Records provided:
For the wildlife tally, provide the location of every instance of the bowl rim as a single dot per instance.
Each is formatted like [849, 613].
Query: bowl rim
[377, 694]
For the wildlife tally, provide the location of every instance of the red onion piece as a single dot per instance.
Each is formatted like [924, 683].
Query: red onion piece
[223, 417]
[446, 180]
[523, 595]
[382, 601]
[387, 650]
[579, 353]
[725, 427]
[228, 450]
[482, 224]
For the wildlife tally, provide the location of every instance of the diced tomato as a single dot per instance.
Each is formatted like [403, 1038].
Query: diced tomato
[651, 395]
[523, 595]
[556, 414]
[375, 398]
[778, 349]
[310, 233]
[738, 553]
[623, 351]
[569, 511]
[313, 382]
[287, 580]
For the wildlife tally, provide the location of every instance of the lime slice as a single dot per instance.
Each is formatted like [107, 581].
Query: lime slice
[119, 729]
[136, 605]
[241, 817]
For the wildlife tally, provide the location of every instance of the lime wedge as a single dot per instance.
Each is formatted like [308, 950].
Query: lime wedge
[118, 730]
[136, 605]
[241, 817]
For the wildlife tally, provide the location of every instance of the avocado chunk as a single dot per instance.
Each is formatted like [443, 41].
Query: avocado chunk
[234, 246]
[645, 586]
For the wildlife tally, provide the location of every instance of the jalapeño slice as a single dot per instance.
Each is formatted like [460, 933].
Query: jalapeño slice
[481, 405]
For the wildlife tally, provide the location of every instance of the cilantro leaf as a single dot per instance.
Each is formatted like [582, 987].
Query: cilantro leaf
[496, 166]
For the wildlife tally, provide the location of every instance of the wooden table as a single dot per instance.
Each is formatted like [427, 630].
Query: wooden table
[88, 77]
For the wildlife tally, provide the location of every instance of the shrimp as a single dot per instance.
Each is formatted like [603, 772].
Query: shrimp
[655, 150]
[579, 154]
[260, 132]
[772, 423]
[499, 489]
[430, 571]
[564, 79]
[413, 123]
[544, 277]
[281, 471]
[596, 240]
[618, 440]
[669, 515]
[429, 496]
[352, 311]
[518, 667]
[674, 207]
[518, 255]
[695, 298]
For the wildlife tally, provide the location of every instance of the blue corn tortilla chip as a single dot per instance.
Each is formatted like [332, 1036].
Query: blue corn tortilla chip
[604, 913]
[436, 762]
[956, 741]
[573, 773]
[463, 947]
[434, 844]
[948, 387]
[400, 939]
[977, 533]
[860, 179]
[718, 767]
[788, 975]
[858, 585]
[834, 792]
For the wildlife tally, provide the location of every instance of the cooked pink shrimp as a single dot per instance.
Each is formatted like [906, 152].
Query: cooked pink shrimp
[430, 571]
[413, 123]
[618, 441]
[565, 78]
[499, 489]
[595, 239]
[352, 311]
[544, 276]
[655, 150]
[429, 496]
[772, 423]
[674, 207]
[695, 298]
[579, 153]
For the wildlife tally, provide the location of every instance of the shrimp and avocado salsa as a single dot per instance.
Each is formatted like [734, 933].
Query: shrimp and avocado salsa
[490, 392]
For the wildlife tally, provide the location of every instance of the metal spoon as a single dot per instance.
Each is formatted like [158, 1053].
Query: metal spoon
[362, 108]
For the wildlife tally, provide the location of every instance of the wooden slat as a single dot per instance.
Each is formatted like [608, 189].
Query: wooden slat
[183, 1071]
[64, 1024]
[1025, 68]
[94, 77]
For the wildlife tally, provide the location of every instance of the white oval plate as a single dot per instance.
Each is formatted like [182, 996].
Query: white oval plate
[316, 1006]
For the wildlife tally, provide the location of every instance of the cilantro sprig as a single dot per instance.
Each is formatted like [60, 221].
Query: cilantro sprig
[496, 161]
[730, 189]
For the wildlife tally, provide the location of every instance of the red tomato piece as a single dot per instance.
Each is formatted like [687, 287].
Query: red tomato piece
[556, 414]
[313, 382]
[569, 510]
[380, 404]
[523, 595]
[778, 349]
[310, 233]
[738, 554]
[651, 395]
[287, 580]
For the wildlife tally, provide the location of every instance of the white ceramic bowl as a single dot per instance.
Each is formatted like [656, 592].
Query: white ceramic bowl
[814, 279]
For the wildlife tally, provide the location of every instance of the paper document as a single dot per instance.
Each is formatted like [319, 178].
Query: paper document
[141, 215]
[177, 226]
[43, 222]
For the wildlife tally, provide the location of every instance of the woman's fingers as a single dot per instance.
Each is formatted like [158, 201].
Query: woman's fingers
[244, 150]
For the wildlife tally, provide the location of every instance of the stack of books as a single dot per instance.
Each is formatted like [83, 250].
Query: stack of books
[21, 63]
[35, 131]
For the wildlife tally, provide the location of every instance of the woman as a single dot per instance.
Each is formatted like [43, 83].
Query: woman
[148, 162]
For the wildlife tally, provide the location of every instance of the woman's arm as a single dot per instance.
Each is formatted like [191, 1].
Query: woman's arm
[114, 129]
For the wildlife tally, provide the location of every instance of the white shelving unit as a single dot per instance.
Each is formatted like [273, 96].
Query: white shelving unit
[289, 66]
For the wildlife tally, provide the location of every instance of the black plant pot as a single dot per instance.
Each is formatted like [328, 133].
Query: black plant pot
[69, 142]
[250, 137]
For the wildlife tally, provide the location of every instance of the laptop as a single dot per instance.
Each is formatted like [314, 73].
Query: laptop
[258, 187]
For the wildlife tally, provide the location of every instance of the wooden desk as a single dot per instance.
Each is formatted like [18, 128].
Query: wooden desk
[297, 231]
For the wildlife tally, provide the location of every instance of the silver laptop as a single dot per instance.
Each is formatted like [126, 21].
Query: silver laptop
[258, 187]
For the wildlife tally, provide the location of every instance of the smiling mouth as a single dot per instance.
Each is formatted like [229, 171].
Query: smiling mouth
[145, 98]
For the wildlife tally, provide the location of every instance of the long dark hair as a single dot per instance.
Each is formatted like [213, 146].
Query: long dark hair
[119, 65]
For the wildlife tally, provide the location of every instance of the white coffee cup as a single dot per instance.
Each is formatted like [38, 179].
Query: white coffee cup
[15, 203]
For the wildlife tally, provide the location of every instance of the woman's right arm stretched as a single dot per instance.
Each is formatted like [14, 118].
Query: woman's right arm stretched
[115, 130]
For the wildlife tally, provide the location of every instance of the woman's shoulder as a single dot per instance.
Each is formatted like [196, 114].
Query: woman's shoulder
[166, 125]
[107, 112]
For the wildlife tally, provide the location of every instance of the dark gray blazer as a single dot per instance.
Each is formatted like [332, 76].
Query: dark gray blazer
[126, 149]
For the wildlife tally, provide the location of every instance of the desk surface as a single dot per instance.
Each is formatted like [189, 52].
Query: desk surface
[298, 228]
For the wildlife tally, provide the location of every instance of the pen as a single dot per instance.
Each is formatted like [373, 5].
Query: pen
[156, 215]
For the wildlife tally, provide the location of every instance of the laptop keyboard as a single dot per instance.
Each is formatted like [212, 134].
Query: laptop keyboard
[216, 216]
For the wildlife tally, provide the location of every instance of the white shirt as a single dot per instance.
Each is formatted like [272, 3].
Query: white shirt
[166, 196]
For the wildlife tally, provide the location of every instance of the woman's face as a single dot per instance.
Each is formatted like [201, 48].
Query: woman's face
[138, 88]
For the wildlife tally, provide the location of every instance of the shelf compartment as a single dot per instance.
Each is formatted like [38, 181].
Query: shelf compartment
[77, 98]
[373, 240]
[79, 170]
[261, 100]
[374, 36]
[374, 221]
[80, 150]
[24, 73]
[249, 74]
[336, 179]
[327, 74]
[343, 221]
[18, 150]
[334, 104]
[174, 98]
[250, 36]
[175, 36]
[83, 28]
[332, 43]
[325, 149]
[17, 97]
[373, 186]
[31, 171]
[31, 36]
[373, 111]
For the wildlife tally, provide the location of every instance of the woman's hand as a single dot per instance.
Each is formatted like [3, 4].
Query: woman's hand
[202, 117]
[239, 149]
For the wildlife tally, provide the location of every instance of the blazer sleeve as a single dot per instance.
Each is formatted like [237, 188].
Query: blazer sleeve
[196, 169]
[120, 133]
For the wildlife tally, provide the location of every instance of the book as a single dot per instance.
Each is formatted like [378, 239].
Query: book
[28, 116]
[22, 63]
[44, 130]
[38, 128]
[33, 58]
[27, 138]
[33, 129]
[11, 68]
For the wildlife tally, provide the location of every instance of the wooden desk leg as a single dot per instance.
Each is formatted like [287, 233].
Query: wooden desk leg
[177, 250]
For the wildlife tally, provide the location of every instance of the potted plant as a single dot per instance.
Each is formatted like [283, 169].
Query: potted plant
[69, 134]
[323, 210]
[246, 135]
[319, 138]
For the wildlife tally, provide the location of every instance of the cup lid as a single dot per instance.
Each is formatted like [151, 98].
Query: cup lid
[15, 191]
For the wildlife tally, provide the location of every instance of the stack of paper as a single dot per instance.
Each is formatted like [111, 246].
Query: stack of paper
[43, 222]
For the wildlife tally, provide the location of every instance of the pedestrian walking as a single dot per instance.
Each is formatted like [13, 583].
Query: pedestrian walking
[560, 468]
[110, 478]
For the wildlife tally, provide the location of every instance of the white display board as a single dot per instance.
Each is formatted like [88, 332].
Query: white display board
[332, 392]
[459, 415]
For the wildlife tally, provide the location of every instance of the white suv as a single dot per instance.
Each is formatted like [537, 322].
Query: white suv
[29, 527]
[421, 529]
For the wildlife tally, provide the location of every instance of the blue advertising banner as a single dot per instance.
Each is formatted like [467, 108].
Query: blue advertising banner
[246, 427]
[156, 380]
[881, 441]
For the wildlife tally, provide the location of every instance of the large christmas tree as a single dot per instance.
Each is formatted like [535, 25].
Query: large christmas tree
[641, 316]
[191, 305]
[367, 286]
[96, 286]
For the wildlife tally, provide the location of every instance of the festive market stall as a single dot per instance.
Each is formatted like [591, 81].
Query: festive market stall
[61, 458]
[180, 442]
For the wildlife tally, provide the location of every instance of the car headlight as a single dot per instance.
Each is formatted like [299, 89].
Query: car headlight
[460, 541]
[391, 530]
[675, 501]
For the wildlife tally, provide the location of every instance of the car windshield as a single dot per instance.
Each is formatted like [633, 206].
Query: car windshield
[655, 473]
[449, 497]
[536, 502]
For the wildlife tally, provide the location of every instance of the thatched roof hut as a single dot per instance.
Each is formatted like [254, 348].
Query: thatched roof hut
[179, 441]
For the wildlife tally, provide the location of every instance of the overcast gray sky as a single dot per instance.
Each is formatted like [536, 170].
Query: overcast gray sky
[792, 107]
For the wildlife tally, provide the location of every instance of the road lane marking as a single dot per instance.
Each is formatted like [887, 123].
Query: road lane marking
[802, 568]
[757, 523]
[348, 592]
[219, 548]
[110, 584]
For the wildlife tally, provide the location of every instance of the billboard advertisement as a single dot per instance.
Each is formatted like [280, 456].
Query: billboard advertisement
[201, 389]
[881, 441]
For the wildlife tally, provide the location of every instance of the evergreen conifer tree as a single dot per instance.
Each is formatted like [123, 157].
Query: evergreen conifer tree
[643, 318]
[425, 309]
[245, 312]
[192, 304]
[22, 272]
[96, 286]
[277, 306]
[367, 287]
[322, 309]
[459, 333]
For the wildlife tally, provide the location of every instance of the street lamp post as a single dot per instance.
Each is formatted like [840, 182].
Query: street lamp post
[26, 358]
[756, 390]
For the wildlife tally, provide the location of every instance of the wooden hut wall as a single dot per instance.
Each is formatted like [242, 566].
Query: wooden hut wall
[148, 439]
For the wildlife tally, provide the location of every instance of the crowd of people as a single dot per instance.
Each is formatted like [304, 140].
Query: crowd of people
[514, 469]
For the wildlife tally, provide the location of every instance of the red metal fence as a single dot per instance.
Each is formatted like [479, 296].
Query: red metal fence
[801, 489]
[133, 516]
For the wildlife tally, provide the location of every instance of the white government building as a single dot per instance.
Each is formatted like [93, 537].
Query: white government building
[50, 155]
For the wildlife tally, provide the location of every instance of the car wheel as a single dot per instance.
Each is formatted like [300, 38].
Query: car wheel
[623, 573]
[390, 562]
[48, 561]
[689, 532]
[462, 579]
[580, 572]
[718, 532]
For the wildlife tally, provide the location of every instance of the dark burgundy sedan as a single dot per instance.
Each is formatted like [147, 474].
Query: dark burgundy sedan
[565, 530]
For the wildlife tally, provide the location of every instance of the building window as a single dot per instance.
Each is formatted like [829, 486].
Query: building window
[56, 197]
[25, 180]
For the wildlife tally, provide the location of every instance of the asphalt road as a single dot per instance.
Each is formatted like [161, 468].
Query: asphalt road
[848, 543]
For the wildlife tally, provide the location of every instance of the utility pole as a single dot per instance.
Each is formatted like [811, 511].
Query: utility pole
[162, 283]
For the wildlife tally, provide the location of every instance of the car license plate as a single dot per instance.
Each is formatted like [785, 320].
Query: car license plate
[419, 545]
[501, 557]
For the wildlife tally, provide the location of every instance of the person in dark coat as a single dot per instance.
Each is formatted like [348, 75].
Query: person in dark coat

What to do: Extract, unchanged, the closing run of lines that opens with the line containing "window as a single dot per instance." and ends with the last line.

Response for this exercise:
For the wildlife tally, provide the location of every instance of the building window as a single dot per instance.
Each is formatted like [829, 486].
Query: building window
[56, 197]
[25, 180]
For the wildlife tally, provide the location of every instance of the asphalt road as a single dot per instance.
Each is formatted like [161, 468].
Query: asphalt road
[848, 543]
For the wildlife tally, provide the location of every instance of the utility pole as a single dot per instance.
Each is formatted like [811, 511].
Query: utility pole
[162, 283]
For the wildlife tally, provide the location of every instance of the car license plate as a single dot per instance.
Each is formatted like [785, 320].
Query: car license plate
[419, 545]
[501, 557]
For the wildlife tally, provide the location of every instance of the person in dark coat as a single dot per instance.
Each is formatted like [348, 75].
Query: person in dark coat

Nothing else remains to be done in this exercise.